(Extracted text)

This guy was this really sweet English guy and he was also quite inexperienced as far as relationships and being gay. He was like: "Oh my God, you’re so sexy, I can’t believe you want to be with me!" and I was like, "I don’t know what you’re talking about, you’re pretty good-looking yourself!" He was only supposed to be living in Australia for a year and I think, after the first three months or so, I said how about we try this whole Talk, Test, Test, Trust thing? I explained it to him by reading out of this article in the Sydney Star Observer. He said that would be great; let’s give it a go.

I had no idea what it meant to be in a relationship really, so I don’t know if we talked about the whole idea of having sex outside the relationship, because it was not going to be an option for me.

What if?

We got tested together: that was the first time I’d been tested, which was really scary, because, oh my God, what if I had it? (HIV). But I didn’t have it; everything came up clear, including STIs. We got tested again three months later and the tests were all clear again. We started having sex without condoms for a period of three or four months, but then he was leaving. That was all sadness, but I felt that this relationship allowed me to get a little more comfortable in my own skin. (Negotiated safety)

(End Extracted text)

- [Problem] Summarize the account above in two sentences.

(Entries shown)

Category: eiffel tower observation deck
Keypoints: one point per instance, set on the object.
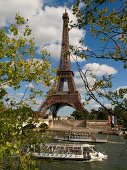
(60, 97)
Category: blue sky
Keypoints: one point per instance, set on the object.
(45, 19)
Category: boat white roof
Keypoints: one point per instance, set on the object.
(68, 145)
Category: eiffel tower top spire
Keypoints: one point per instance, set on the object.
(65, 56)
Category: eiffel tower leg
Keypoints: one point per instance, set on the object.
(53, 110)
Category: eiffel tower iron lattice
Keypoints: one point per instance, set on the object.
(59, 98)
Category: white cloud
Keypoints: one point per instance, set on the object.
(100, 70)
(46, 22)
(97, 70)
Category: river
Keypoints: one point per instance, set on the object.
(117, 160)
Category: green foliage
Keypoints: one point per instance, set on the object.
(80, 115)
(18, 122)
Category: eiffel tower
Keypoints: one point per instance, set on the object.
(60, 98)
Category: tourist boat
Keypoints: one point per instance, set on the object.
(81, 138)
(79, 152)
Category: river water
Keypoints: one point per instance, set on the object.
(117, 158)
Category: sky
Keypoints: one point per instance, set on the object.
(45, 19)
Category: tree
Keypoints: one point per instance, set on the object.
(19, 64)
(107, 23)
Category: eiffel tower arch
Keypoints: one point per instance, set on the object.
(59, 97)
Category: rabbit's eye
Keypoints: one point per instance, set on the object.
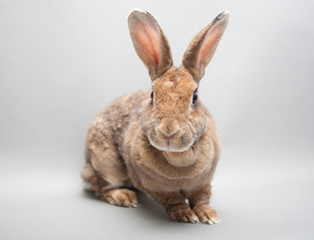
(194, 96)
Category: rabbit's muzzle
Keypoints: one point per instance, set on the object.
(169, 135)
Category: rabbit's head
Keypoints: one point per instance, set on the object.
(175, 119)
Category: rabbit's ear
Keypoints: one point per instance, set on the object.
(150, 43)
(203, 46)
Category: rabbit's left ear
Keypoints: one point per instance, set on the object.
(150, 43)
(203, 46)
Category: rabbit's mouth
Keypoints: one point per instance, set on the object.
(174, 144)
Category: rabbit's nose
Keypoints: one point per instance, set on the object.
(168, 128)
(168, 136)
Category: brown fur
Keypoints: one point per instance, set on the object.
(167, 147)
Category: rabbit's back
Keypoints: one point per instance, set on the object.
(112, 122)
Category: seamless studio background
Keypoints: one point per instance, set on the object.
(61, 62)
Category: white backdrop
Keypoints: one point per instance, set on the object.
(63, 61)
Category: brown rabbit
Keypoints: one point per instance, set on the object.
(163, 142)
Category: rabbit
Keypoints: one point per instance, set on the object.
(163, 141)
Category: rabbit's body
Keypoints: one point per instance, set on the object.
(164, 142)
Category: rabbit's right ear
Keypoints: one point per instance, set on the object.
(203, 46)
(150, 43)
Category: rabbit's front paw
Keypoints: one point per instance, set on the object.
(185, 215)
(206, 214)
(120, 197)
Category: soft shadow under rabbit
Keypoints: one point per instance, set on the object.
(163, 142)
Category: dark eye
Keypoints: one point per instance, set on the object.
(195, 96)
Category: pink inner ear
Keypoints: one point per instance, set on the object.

(End Entries shown)

- [Solution to the exercise] The narrator was with a sweet English man who was fairly inexperienced and was meant to live in Australia for only a year, and after about three months proposed the Talk, Test, Test, Trust approach from a Sydney Star Observer article, which he agreed to try. They were tested together and again three months later with all results clear, then had sex without condoms for three or four months until he left, a relationship that helped the narrator feel more comfortable in their own skin.